Each entry needs to be duplicated exactly.

--- Records for this task Enclosed Below ---

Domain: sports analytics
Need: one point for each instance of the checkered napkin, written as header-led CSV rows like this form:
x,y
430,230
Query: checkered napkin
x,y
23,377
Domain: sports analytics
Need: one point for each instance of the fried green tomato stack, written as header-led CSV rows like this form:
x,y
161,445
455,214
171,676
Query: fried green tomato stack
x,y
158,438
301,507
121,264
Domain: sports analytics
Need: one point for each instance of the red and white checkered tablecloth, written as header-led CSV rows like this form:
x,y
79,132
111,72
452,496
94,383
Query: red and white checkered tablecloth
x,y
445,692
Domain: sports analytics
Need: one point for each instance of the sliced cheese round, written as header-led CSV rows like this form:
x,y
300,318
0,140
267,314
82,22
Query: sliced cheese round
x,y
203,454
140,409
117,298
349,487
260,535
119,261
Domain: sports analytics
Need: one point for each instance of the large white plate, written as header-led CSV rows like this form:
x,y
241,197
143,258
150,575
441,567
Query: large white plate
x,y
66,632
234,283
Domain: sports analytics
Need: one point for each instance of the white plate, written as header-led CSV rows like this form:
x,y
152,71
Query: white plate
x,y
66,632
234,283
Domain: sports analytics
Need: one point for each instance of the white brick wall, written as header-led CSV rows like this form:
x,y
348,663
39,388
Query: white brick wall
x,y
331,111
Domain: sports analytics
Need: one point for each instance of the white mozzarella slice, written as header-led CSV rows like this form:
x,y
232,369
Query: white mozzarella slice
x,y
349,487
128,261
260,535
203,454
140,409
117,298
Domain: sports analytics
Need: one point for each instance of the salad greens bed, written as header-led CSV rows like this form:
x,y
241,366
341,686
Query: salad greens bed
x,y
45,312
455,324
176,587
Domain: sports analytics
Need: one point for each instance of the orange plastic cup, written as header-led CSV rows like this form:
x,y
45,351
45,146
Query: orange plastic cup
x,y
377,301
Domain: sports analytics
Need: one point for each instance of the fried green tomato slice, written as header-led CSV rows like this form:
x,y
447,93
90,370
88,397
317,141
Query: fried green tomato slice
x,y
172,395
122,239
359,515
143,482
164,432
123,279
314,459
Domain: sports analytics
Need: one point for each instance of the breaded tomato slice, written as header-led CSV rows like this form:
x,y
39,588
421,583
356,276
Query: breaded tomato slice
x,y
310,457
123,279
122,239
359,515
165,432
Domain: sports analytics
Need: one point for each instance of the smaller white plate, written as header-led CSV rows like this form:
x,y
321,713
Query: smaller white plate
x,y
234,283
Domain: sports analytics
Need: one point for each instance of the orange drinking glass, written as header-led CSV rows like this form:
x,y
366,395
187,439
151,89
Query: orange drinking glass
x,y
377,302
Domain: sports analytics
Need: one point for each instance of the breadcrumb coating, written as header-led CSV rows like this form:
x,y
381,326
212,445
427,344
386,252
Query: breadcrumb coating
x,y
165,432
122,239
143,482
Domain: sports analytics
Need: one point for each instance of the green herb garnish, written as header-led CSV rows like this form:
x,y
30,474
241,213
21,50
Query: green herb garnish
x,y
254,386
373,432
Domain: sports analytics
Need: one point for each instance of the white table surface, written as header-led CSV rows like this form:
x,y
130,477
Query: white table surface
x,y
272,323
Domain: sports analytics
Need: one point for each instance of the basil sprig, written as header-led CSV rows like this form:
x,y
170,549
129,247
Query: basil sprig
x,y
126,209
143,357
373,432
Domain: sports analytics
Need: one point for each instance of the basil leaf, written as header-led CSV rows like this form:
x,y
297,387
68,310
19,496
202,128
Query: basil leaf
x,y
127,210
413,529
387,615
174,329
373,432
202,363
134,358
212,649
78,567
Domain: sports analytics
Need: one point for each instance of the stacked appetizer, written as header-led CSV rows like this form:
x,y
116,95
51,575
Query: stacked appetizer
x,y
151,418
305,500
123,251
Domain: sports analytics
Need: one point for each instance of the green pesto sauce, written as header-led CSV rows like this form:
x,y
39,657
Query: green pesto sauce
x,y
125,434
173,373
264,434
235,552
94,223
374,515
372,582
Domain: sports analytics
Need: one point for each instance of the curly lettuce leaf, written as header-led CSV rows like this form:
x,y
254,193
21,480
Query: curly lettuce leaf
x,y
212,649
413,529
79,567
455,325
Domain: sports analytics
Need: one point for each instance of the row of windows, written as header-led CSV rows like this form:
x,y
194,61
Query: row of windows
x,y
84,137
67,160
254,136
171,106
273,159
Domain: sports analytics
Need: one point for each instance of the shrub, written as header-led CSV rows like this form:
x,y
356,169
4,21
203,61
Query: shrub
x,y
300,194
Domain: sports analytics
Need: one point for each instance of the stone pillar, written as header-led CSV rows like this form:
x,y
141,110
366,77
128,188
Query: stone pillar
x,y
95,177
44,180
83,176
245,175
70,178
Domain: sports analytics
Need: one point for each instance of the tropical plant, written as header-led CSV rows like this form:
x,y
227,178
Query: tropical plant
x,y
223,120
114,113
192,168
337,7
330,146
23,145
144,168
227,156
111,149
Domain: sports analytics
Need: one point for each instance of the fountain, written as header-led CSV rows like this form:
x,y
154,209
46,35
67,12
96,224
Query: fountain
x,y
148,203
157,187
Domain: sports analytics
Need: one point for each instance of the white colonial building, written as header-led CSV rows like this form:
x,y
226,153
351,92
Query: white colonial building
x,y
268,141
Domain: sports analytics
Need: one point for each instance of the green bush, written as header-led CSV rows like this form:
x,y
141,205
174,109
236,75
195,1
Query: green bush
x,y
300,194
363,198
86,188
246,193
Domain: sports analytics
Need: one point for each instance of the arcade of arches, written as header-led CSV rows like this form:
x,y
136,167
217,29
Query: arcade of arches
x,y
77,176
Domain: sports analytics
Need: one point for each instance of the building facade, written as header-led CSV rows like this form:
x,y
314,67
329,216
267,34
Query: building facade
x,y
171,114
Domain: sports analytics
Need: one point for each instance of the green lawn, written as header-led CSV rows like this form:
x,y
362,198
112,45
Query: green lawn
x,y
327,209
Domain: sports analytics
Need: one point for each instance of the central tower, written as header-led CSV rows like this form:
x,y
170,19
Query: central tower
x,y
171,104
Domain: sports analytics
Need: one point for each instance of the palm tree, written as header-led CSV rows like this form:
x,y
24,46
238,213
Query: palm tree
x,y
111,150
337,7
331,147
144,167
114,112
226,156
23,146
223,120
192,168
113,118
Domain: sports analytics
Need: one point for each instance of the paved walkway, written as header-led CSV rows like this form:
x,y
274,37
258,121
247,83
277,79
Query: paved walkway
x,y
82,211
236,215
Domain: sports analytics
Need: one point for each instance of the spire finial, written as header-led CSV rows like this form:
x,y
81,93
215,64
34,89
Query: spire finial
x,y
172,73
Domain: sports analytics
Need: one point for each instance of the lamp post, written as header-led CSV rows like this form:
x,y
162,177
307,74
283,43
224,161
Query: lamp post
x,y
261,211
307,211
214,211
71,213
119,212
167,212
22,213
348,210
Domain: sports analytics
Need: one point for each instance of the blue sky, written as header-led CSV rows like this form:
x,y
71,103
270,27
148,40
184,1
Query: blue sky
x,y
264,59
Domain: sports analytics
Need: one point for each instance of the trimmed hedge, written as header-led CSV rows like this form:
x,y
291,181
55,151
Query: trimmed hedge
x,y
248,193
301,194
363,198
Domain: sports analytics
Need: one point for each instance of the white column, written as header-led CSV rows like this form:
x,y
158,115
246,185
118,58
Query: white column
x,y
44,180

--- End of Enclosed Records for this task ---

▶ _Exercise answer_
Domain: sports analytics
Need: one point for each instance of the checkered napkin, written as header-led CSV rows like this form:
x,y
430,230
Query: checkered napkin
x,y
23,377
Domain: sports analytics
Need: one point for each instance of the fried green tomato stack, written as header-led CSV rows like this form:
x,y
161,445
455,214
171,676
Query: fried green tomato stack
x,y
158,438
301,507
121,264
Domain: sports analytics
Need: one point for each instance of the red and white checkered tablecloth, written as header-led CSV rows like this form:
x,y
79,132
111,72
452,496
94,383
Query: red and white checkered tablecloth
x,y
445,692
Domain: sports analytics
Need: one point for each instance of the sliced cheese round, written as header-led CSV rows like this form:
x,y
300,318
0,140
267,314
82,22
Query: sliced cheese round
x,y
203,454
140,409
117,298
349,487
260,535
119,261
Domain: sports analytics
Need: one point for each instance of the large white plate, written as header-led CSV rows like this form:
x,y
241,197
143,258
150,575
441,567
Query: large white plate
x,y
66,632
234,283
Domain: sports analytics
Need: one point for each instance of the white plate, written as header-led CSV rows like this form:
x,y
152,71
Query: white plate
x,y
66,632
234,283
Domain: sports analytics
Need: one point for each instance of the white brick wall, written as header-led CSV rows like this form:
x,y
348,663
39,388
Query: white brick wall
x,y
331,111
Domain: sports analytics
Need: one point for each instance of the white mozzarella slice, written as header-led CSV rows like this form:
x,y
232,369
Query: white mozzarella slice
x,y
349,487
128,261
260,535
203,454
140,409
117,298
Domain: sports analytics
Need: one point for each instance of the salad greens bed, written as header-led CSV rows like this form:
x,y
241,366
341,686
Query: salad greens bed
x,y
45,312
455,324
176,587
Domain: sports analytics
Need: one point for each instance of the orange plastic cup, written as header-led CSV rows like this form:
x,y
45,351
45,146
Query: orange plastic cup
x,y
377,301
Domain: sports analytics
Need: one point for each instance of the fried green tomato slice, written as header-led CSV rows like this form:
x,y
447,93
90,370
88,397
317,141
Query: fried green tomato slice
x,y
172,395
122,239
359,515
143,482
164,432
123,279
314,459
Domain: sports analytics
Need: one point for each instance of the breaded tomato slice, written as header-led CSV rows like this form:
x,y
39,588
421,583
356,276
Query: breaded tomato slice
x,y
310,457
123,279
122,239
359,515
165,432
Domain: sports analytics
Need: one point for each instance of the smaller white plate, written as header-led CSV rows like this form:
x,y
321,713
Query: smaller white plate
x,y
234,283
Domain: sports analytics
Need: one point for each instance of the orange drinking glass, written as header-led CSV rows like this form:
x,y
366,395
187,439
151,89
Query: orange drinking glass
x,y
377,302
Domain: sports analytics
Need: one point for each instance of the breadcrumb coating, written as header-led CSV rows like this form:
x,y
381,326
212,445
427,344
386,252
Query: breadcrumb coating
x,y
165,432
122,239
143,482
Domain: sports analytics
Need: one point for each instance of the green herb garnish, written as header-led CSV rows like this form:
x,y
30,474
241,213
21,50
Query: green herb garnish
x,y
254,386
373,432
Domain: sports analytics
Need: one point for each instance of the white table surface, written as header-led CSV rows like this form:
x,y
130,477
Query: white table surface
x,y
272,323
Domain: sports analytics
Need: one point for each instance of the basil sprig, written as header-led CSV rows like this form:
x,y
170,549
129,247
Query: basil sprig
x,y
126,209
143,357
373,432
Domain: sports analytics
Need: one point for each instance of the basil leaf, written as header-led CSV rows like this form:
x,y
297,387
68,310
19,496
202,128
Query: basil leaf
x,y
127,210
413,529
387,615
174,329
373,432
202,363
134,358
212,649
78,567
Domain: sports analytics
Need: one point for each instance of the stacked appetizer, written as header-led CSV rows like this form:
x,y
116,95
51,575
Query: stacked appetizer
x,y
151,418
305,500
123,251
Domain: sports analytics
Need: one point for each instance of the green pesto sauce, written as header-led CSV rows like this form:
x,y
39,657
Query: green pesto sauce
x,y
125,434
173,373
264,434
235,552
94,223
374,515
372,582
Domain: sports analytics
Need: one point for each instance of the curly lettuce leaf, written as header-led CSV rows like this form:
x,y
254,193
21,480
Query: curly lettuce leaf
x,y
212,649
413,529
79,567
455,325
Domain: sports analytics
Need: one point for each instance of the row of windows, written as header-led CSV rows like this form:
x,y
194,61
Query: row of windows
x,y
84,137
67,160
254,136
171,106
273,159
Domain: sports analytics
Need: one point for each instance of the shrub, written as header-led CSV rows like this form:
x,y
356,169
4,21
203,61
Query: shrub
x,y
300,194
Domain: sports analytics
Need: one point for each instance of the stone pillar, written as header-led CSV rows like this form:
x,y
141,110
366,77
128,188
Query: stone pillar
x,y
95,177
44,180
83,176
245,175
70,178
Domain: sports analytics
Need: one point for each instance of the tropical plant, written as header-led CSV rows like this form:
x,y
227,178
Query: tropical plant
x,y
223,120
114,113
192,168
337,7
330,146
23,145
144,168
227,156
111,149
Domain: sports analytics
Need: one point for each instance of the fountain, written as header-led CSV rows like this form:
x,y
154,209
46,35
67,12
96,224
Query: fountain
x,y
148,203
157,187
Domain: sports analytics
Need: one point for each instance of the white colonial building, written as header-led CSV rows like this form:
x,y
226,153
351,92
Query: white colonial building
x,y
268,141
Domain: sports analytics
Need: one point for each instance of the green bush, written as header-led CSV rows like this form:
x,y
141,205
174,109
236,75
195,1
Query: green bush
x,y
300,194
363,198
86,188
246,193
Domain: sports analytics
Need: one point for each instance of the arcade of arches, written as header-led CSV rows like this form:
x,y
136,167
217,29
Query: arcade of arches
x,y
77,176
Domain: sports analytics
Need: one point for each instance of the building facade, written as header-led CSV rows like this form:
x,y
314,67
329,216
267,34
Query: building facade
x,y
171,114
Domain: sports analytics
Need: one point for each instance of the green lawn, written as header-led CSV rows like this form:
x,y
362,198
112,45
Query: green lawn
x,y
327,209
Domain: sports analytics
Need: one point for each instance of the central tower, written as header-led CSV rows like this form:
x,y
170,19
Query: central tower
x,y
171,104
Domain: sports analytics
Need: one point for each instance of the palm tree, written as header-led CSV rows like this form:
x,y
24,46
238,213
Query: palm tree
x,y
111,150
337,7
331,147
144,167
114,112
226,156
23,146
223,120
192,168
113,118
Domain: sports analytics
Need: one point for each instance of the paved walkway, written as header-led CSV rows like this form:
x,y
274,37
258,121
247,83
277,79
Query: paved walkway
x,y
82,211
236,215
Domain: sports analytics
Need: one point for each instance of the spire finial, written as header-led CSV rows like this form:
x,y
81,93
215,64
34,89
Query: spire finial
x,y
172,73
Domain: sports analytics
Need: one point for each instance of the lamp post, written as header-led CSV rows like this form:
x,y
162,177
307,74
283,43
224,161
Query: lamp post
x,y
261,211
307,211
214,211
71,213
119,212
167,212
22,213
348,210
Domain: sports analytics
Need: one point for each instance of the blue sky, written as header-led CSV rows like this form:
x,y
71,103
270,27
148,40
184,1
Query: blue sky
x,y
264,59
Domain: sports analytics
Need: one point for each instance of the trimmed hedge, written as header-led CSV rows like this form:
x,y
291,181
55,151
Query: trimmed hedge
x,y
248,193
301,194
363,198
Domain: sports analytics
Need: one point for each instance of the white column, written as header-led CSV rows like this form:
x,y
158,115
246,185
118,58
Query: white column
x,y
44,180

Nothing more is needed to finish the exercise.